THE TASK: Collect each line of the listing below that contains the word "sink".

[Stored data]

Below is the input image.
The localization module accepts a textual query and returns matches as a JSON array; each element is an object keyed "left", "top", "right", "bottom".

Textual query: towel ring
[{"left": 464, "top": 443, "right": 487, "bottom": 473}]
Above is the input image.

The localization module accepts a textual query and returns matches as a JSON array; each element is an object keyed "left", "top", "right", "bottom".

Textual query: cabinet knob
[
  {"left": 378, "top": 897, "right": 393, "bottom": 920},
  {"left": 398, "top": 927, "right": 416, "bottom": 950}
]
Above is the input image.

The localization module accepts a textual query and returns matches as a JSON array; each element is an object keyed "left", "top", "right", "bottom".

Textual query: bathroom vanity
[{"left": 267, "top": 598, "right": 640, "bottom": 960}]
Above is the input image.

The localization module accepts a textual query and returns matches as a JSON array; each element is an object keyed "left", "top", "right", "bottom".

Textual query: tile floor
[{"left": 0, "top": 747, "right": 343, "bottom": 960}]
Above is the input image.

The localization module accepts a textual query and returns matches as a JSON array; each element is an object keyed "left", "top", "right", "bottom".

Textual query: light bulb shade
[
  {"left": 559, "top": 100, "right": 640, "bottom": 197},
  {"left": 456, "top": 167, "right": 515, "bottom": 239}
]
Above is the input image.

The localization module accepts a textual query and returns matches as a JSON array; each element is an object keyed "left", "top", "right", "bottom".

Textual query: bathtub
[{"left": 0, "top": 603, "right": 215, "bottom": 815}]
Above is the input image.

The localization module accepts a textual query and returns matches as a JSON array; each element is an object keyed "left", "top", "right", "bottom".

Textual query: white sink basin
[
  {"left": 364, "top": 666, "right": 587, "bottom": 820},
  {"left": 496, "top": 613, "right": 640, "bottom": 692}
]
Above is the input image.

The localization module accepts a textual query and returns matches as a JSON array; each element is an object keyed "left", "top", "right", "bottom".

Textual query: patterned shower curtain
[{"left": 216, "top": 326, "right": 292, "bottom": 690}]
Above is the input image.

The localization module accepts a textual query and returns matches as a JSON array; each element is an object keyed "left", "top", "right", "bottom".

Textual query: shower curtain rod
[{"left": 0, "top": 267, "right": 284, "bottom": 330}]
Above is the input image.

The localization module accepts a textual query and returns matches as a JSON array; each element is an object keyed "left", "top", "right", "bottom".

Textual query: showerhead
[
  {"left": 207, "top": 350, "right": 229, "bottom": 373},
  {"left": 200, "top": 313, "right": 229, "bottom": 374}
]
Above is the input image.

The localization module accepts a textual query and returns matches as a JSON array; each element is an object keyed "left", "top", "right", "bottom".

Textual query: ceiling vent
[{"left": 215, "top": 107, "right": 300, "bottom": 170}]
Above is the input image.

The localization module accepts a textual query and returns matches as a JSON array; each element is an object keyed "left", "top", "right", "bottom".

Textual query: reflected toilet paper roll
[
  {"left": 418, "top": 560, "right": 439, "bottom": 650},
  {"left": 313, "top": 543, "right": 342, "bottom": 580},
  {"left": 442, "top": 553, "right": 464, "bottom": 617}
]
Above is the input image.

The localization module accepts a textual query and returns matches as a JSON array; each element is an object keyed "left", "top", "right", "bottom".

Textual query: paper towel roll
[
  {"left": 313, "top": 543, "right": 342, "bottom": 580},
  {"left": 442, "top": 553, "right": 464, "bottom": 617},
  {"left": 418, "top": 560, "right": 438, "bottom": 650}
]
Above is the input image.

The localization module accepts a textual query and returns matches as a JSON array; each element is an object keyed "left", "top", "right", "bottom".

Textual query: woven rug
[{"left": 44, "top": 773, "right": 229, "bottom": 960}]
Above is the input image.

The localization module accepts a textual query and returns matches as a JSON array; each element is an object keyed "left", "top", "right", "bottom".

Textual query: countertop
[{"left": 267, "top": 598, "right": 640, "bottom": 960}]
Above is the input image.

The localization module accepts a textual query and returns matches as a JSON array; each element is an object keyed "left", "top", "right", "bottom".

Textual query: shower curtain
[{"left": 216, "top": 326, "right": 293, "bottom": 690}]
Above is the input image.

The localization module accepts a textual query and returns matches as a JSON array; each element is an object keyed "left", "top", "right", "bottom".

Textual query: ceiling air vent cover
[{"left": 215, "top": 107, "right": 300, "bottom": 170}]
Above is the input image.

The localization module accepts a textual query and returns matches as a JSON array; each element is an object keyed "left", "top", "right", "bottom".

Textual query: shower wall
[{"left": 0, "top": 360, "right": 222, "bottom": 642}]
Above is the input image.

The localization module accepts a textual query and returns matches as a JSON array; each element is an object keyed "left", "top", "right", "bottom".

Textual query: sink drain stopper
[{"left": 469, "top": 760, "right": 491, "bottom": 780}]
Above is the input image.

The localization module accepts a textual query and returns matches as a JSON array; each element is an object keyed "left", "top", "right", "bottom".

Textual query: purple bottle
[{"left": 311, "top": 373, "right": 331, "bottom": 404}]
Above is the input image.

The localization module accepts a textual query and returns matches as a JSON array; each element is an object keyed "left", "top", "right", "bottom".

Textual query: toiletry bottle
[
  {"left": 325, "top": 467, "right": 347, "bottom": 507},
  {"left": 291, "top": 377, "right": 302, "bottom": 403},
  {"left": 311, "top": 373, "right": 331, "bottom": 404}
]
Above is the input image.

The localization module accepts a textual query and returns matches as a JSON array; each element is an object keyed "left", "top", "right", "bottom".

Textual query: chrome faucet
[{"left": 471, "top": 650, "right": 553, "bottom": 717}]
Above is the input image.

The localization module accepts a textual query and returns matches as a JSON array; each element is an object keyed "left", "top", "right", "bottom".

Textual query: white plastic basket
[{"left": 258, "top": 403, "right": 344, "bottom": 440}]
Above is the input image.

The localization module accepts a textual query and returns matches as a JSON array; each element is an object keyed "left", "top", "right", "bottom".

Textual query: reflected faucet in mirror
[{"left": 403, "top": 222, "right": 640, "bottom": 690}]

SOLUTION:
Textual query: white sink basin
Textual query: sink drain stopper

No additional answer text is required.